When the pmd_devmap() checks were added by:

commit 5c7fb56e5e3f ("mm, dax: dax-pmd vs thp-pmd vs hugetlbfs-pmd")

to add better support for DAX huge pages, they were all added to the end of
if() statements after existing pmd_trans_huge() checks.  So, things like:

-       if (pmd_trans_huge(*pmd))
+       if (pmd_trans_huge(*pmd) || pmd_devmap(*pmd))

When further checks were added after pmd_trans_unstable() checks by:

commit 7267ec008b5c ("mm: postpone page table allocation until we have page
to map")

they were also added at the end of the conditional:

+       if (pmd_trans_unstable(fe->pmd) || pmd_devmap(*fe->pmd))

This ordering is fine for pmd_trans_huge(), but doesn't work for
pmd_trans_unstable().  This is because DAX huge pages trip the bad_pmd()
check inside of pmd_none_or_trans_huge_or_clear_bad() (called by
pmd_trans_unstable()), which prints out a warning and returns 1.  So, we do
end up doing the right thing, but only after spamming dmesg with suspicious
looking messages:

mm/pgtable-generic.c:39: bad pmd ffff8808daa49b88(84000001006000a5)

Reorder these checks in a helper so that pmd_devmap() is checked first,
avoiding the error messages, and add a comment explaining why the ordering
is important.

Signed-off-by: Ross Zwisler <ross.zwisler@linux.intel.com>
Reviewed-by: Jan Kara <jack@suse.cz>
Fixes: commit 7267ec008b5c ("mm: postpone page table allocation until we have page to map")
Cc: stable@vger.kernel.org
---

Changes from v1:
 - Break the checks out into the new pmd_devmap_trans_unstable() helper and
   add a comment about the ordering (Dave).  I ended up keeping this helper
   in mm/memory.c because I didn't see an obvious header where it would
   live happily.  pmd_devmap() is either defined in
   arch/x86/include/asm/pgtable.h or in include/linux/mm.h depending on
   __HAVE_ARCH_PTE_DEVMAP and CONFIG_TRANSPARENT_HUGEPAGE, and
   pmd_trans_unstable() is defined in include/asm-generic/pgtable.h.

 - Add a comment explaining why pte_alloc_one_map() doesn't suffer from races.
   This was the result of a conversation with Dave Hansen.
---
 mm/memory.c | 40 ++++++++++++++++++++++++++++++----------
 1 file changed, 30 insertions(+), 10 deletions(-)

diff --git a/mm/memory.c b/mm/memory.c
index 6ff5d72..2e65df1 100644
--- a/mm/memory.c
+++ b/mm/memory.c
@@ -3029,6 +3029,17 @@ static int __do_fault(struct vm_fault *vmf)
 	return ret;
 }
 
+/*
+ * The ordering of these checks is important for pmds with _PAGE_DEVMAP set.

--------------------------------------------------

▶ [Given task] Copy the patch above word for word, from "they were also" to "trip the bad_pmd()".

--------------------------------------------------

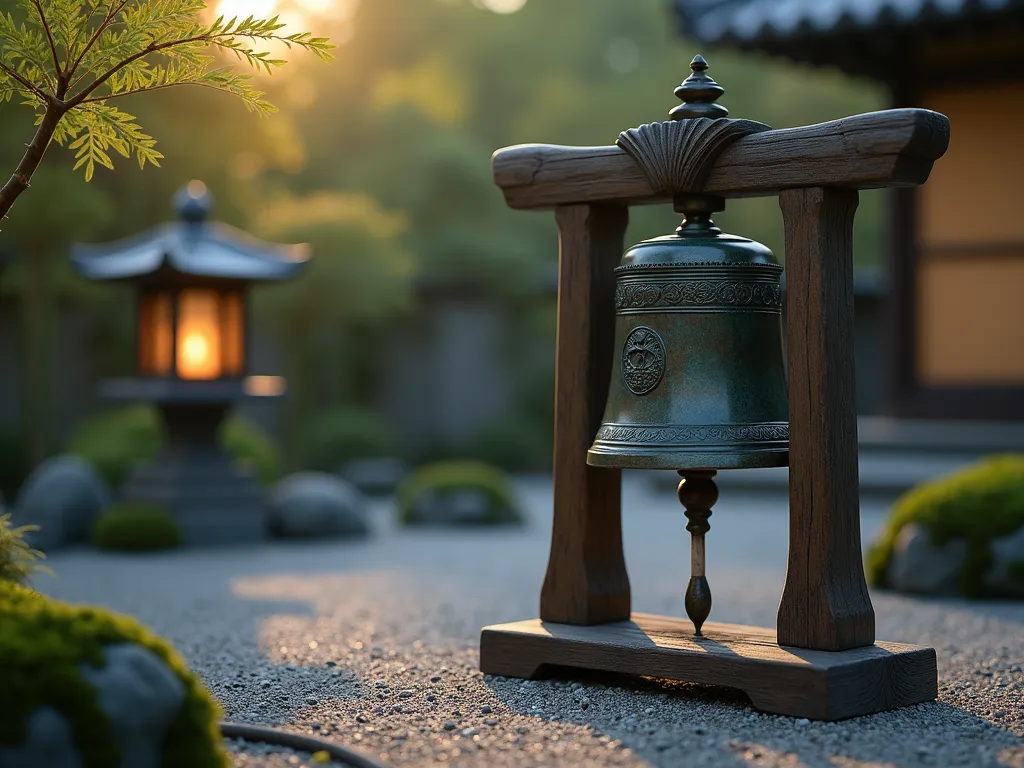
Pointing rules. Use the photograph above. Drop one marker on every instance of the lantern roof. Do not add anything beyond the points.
(192, 247)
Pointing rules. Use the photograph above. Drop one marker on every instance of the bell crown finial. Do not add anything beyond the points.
(698, 93)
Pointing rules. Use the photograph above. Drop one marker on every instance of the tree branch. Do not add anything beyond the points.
(146, 89)
(151, 48)
(111, 14)
(25, 81)
(57, 69)
(33, 157)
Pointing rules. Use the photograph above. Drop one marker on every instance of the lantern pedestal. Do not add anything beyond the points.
(214, 500)
(815, 684)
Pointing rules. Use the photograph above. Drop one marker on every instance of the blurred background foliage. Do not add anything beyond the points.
(381, 161)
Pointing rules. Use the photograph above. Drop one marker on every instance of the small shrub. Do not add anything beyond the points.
(341, 435)
(135, 528)
(250, 445)
(18, 561)
(114, 441)
(515, 444)
(977, 504)
(43, 644)
(444, 478)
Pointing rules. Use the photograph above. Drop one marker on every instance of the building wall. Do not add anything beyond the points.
(970, 302)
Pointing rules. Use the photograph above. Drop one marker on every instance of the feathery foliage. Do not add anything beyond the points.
(70, 59)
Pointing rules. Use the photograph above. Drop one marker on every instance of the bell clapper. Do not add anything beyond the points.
(697, 494)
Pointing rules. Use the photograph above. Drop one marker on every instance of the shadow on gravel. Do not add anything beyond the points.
(642, 731)
(670, 724)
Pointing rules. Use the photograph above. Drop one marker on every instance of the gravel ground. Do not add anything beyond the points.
(374, 644)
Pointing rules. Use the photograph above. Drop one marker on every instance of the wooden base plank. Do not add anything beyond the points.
(814, 684)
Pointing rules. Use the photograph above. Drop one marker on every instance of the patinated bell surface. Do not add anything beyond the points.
(698, 377)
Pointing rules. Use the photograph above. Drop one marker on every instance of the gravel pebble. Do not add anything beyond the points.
(408, 606)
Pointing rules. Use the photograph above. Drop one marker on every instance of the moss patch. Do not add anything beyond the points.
(42, 643)
(978, 504)
(444, 477)
(135, 527)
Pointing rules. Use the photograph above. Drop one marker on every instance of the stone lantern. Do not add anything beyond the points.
(192, 279)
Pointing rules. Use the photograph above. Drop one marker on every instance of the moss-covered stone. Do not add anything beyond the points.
(43, 645)
(978, 504)
(136, 527)
(431, 494)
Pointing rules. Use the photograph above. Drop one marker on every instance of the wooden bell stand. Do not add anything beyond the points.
(823, 662)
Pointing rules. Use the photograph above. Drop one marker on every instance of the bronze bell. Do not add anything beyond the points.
(698, 379)
(698, 376)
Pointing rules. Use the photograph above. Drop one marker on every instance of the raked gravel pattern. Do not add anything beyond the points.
(375, 645)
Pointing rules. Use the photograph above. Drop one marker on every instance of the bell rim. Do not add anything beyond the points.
(621, 457)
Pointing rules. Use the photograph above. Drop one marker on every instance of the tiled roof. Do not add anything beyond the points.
(739, 22)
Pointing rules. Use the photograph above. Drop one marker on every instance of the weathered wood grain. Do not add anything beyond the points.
(825, 603)
(814, 684)
(894, 147)
(586, 582)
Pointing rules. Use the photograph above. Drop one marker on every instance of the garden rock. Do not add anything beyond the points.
(309, 505)
(1006, 577)
(50, 743)
(64, 496)
(922, 567)
(141, 695)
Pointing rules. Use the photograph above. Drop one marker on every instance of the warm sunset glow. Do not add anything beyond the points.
(503, 6)
(244, 8)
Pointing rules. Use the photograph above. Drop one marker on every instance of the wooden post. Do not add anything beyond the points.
(825, 604)
(586, 583)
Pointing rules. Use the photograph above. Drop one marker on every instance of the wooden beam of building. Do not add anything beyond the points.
(895, 147)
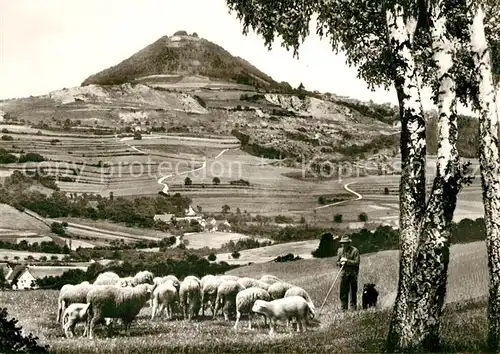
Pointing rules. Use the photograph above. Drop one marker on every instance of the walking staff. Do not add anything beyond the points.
(348, 260)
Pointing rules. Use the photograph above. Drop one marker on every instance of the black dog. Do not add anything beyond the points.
(370, 296)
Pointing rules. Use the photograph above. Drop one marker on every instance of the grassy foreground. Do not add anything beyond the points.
(464, 323)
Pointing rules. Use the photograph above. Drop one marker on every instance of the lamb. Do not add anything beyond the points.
(164, 295)
(209, 293)
(226, 297)
(106, 278)
(245, 300)
(74, 313)
(270, 279)
(176, 281)
(190, 295)
(278, 289)
(284, 309)
(298, 291)
(114, 302)
(251, 282)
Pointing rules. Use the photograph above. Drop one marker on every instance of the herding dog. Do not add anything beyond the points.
(370, 295)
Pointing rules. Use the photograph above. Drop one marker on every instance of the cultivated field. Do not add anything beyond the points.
(213, 239)
(36, 312)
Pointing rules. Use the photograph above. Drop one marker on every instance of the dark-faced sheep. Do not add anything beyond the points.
(164, 296)
(106, 278)
(209, 293)
(370, 296)
(284, 310)
(270, 279)
(226, 297)
(245, 300)
(190, 297)
(251, 282)
(278, 290)
(109, 301)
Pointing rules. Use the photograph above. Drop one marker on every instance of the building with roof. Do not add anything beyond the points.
(27, 278)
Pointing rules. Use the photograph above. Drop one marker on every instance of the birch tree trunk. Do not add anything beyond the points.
(490, 169)
(431, 263)
(412, 185)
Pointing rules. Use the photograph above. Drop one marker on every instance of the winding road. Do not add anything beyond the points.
(346, 187)
(166, 188)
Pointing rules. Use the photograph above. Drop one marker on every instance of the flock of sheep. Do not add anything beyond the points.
(110, 297)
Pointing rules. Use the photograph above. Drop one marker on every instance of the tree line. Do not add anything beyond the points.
(452, 47)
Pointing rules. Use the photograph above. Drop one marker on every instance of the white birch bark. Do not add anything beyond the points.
(412, 185)
(431, 263)
(490, 169)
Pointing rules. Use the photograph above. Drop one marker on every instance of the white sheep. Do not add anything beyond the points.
(190, 297)
(72, 294)
(106, 278)
(226, 297)
(164, 295)
(284, 309)
(209, 293)
(226, 277)
(159, 280)
(115, 302)
(298, 291)
(251, 282)
(270, 279)
(73, 314)
(245, 300)
(278, 289)
(205, 278)
(143, 277)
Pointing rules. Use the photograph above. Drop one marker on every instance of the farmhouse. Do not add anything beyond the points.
(166, 218)
(29, 275)
(6, 269)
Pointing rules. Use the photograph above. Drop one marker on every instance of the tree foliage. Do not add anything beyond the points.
(12, 339)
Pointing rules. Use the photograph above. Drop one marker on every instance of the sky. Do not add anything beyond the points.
(47, 45)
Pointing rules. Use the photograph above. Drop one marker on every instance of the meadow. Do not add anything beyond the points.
(464, 322)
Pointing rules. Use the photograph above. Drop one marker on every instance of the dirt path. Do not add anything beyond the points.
(346, 187)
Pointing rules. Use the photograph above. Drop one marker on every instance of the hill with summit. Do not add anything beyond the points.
(172, 59)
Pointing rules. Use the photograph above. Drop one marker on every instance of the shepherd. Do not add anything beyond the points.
(348, 259)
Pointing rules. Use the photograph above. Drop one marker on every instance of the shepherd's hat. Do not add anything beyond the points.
(345, 239)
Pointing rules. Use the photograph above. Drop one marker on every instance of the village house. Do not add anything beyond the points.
(6, 269)
(27, 276)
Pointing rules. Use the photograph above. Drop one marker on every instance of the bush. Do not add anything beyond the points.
(326, 247)
(212, 257)
(12, 339)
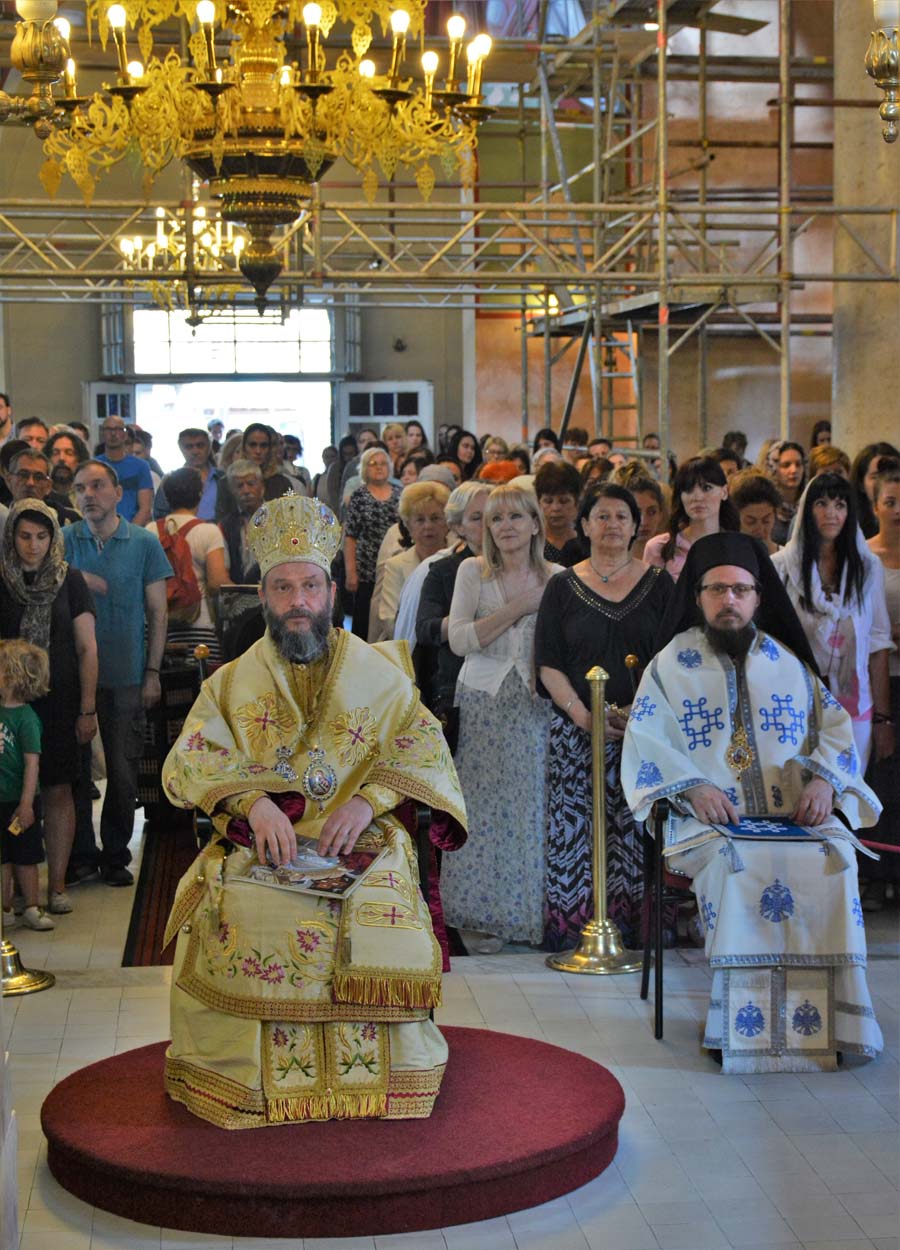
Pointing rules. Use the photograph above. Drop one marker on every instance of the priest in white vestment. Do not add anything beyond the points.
(733, 725)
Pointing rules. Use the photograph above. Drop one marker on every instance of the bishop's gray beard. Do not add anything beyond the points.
(734, 643)
(299, 646)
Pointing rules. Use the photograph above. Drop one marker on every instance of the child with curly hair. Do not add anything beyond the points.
(24, 676)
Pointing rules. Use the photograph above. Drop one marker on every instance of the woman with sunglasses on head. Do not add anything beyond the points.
(838, 588)
(466, 449)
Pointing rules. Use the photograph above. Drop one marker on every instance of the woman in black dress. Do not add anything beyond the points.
(599, 611)
(48, 603)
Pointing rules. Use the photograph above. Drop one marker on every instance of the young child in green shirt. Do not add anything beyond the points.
(24, 676)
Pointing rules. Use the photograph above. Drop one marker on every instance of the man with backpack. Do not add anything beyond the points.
(126, 569)
(195, 550)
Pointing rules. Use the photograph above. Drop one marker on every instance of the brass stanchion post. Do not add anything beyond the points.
(600, 950)
(18, 979)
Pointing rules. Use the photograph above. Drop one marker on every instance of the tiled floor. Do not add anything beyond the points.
(705, 1161)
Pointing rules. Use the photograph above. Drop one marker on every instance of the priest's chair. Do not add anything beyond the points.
(661, 886)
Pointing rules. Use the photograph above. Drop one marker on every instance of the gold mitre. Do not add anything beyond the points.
(293, 529)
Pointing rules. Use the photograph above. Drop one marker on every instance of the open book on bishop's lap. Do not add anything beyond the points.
(778, 829)
(333, 876)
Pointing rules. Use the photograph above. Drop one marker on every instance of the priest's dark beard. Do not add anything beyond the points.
(734, 643)
(299, 646)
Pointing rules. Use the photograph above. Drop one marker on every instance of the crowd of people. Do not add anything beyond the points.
(510, 571)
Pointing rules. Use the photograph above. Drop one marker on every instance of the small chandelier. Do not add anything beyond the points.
(258, 128)
(883, 64)
(186, 244)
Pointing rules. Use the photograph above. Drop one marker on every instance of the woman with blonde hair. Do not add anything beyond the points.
(394, 436)
(495, 884)
(421, 510)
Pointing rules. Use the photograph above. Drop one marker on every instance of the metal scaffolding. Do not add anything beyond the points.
(644, 255)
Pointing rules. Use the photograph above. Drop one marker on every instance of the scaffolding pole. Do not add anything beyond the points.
(663, 225)
(785, 259)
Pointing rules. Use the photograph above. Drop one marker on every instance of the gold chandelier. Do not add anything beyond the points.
(186, 243)
(258, 128)
(883, 63)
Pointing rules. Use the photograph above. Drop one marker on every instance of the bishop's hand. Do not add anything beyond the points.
(711, 805)
(344, 825)
(815, 803)
(273, 833)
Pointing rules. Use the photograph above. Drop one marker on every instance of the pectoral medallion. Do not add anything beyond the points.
(284, 766)
(319, 780)
(739, 754)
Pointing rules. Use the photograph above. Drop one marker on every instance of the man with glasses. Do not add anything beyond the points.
(5, 418)
(734, 726)
(34, 431)
(29, 478)
(133, 473)
(196, 449)
(126, 569)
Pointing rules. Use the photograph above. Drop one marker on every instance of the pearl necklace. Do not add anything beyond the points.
(604, 576)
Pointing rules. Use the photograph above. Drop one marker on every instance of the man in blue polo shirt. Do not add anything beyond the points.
(133, 473)
(126, 569)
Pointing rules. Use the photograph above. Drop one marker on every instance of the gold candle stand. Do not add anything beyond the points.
(18, 979)
(600, 950)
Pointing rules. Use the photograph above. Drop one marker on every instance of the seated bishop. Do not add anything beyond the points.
(733, 725)
(290, 1005)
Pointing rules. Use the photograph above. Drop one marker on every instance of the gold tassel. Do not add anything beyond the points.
(391, 991)
(326, 1106)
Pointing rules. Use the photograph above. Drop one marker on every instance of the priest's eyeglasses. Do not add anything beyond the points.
(719, 589)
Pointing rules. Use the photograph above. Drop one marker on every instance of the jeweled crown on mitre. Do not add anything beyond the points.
(293, 529)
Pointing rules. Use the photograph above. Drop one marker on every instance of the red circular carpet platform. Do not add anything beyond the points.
(516, 1124)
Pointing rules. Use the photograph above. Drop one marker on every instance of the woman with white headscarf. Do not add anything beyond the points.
(838, 588)
(48, 603)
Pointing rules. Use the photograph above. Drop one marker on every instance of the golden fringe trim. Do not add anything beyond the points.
(184, 906)
(326, 1106)
(386, 990)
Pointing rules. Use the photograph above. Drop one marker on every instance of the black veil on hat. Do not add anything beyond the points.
(775, 614)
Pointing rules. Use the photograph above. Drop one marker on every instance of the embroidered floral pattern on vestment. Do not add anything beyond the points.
(355, 735)
(266, 721)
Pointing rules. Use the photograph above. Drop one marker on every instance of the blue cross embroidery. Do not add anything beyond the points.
(846, 760)
(806, 1019)
(769, 649)
(776, 903)
(641, 708)
(784, 718)
(763, 826)
(648, 775)
(689, 659)
(749, 1021)
(708, 913)
(709, 720)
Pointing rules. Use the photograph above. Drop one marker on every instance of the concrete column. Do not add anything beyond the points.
(866, 315)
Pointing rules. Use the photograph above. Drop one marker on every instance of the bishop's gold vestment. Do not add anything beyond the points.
(288, 1006)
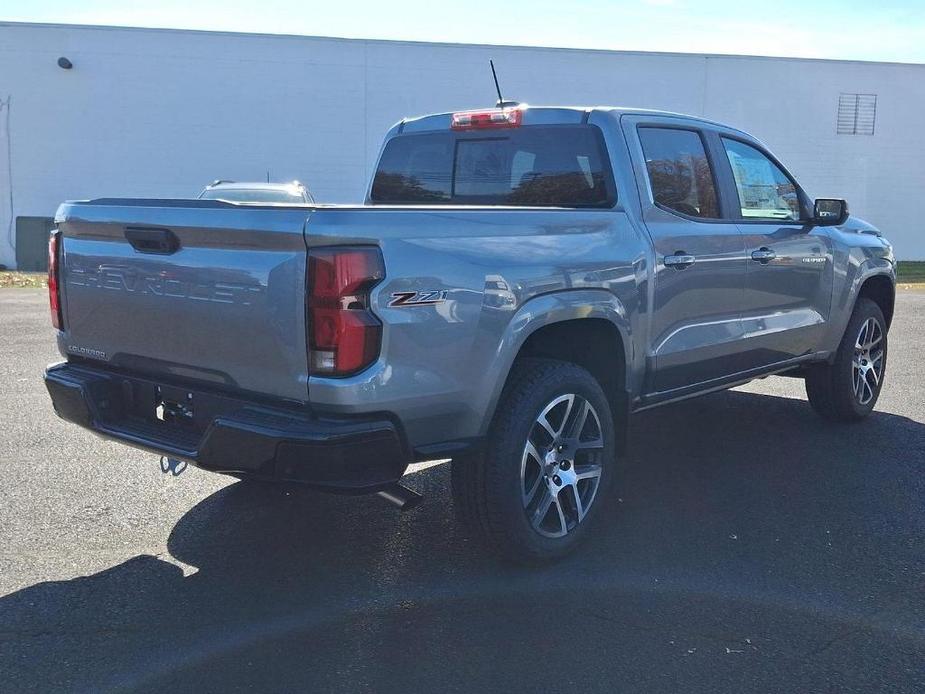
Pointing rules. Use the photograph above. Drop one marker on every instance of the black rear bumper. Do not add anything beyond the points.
(231, 434)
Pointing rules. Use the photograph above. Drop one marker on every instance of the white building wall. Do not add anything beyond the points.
(160, 113)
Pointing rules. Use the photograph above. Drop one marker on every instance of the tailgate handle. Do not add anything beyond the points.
(152, 240)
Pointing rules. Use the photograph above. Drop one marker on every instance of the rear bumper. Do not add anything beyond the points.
(231, 434)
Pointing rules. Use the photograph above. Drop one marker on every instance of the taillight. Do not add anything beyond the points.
(487, 120)
(344, 334)
(54, 290)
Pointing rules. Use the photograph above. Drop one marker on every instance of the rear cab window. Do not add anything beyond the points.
(532, 165)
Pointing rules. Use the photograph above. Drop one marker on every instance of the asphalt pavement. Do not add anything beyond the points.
(753, 548)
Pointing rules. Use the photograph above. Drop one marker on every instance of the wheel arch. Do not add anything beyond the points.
(880, 289)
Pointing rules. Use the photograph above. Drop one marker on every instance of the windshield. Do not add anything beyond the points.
(252, 195)
(550, 165)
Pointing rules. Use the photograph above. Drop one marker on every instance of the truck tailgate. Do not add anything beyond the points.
(192, 290)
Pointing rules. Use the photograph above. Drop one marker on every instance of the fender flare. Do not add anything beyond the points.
(544, 310)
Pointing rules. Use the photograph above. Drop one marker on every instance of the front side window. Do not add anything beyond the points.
(765, 192)
(679, 171)
(536, 165)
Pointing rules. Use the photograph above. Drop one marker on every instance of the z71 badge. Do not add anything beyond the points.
(418, 298)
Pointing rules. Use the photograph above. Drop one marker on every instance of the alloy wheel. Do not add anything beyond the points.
(561, 466)
(867, 364)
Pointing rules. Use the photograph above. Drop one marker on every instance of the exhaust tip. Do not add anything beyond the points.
(400, 496)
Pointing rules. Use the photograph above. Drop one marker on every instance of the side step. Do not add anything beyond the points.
(400, 496)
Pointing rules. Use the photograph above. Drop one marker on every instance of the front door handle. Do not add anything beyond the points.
(679, 260)
(763, 255)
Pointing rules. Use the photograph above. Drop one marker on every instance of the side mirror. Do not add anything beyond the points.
(830, 212)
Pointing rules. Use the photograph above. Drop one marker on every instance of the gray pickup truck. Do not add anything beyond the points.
(519, 281)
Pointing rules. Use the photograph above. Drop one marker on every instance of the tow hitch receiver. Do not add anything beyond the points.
(172, 466)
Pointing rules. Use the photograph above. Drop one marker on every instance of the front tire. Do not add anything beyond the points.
(547, 465)
(847, 389)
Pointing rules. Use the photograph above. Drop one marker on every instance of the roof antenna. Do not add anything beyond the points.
(501, 102)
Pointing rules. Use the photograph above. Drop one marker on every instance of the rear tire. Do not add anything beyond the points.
(847, 389)
(550, 446)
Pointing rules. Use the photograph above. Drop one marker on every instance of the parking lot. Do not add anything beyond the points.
(753, 548)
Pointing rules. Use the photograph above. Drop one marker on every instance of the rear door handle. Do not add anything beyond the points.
(152, 240)
(763, 255)
(679, 260)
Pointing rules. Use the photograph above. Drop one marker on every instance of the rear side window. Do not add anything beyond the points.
(679, 171)
(765, 192)
(534, 165)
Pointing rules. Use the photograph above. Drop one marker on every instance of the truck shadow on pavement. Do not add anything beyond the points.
(752, 548)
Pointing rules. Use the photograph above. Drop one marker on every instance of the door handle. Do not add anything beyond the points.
(679, 260)
(763, 255)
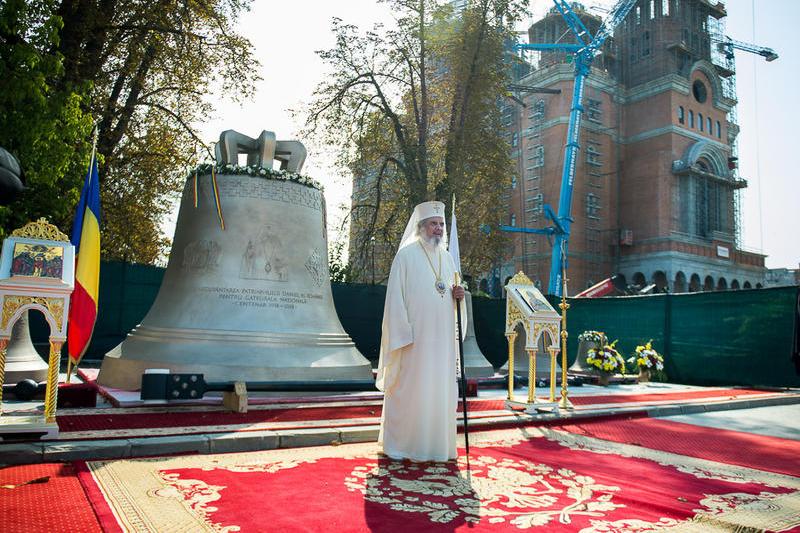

--------------------------------------------------

▶ [Written response]
they were also added at the end of the conditional:

+       if (pmd_trans_unstable(fe->pmd) || pmd_devmap(*fe->pmd))

This ordering is fine for pmd_trans_huge(), but doesn't work for
pmd_trans_unstable().  This is because DAX huge pages trip the bad_pmd()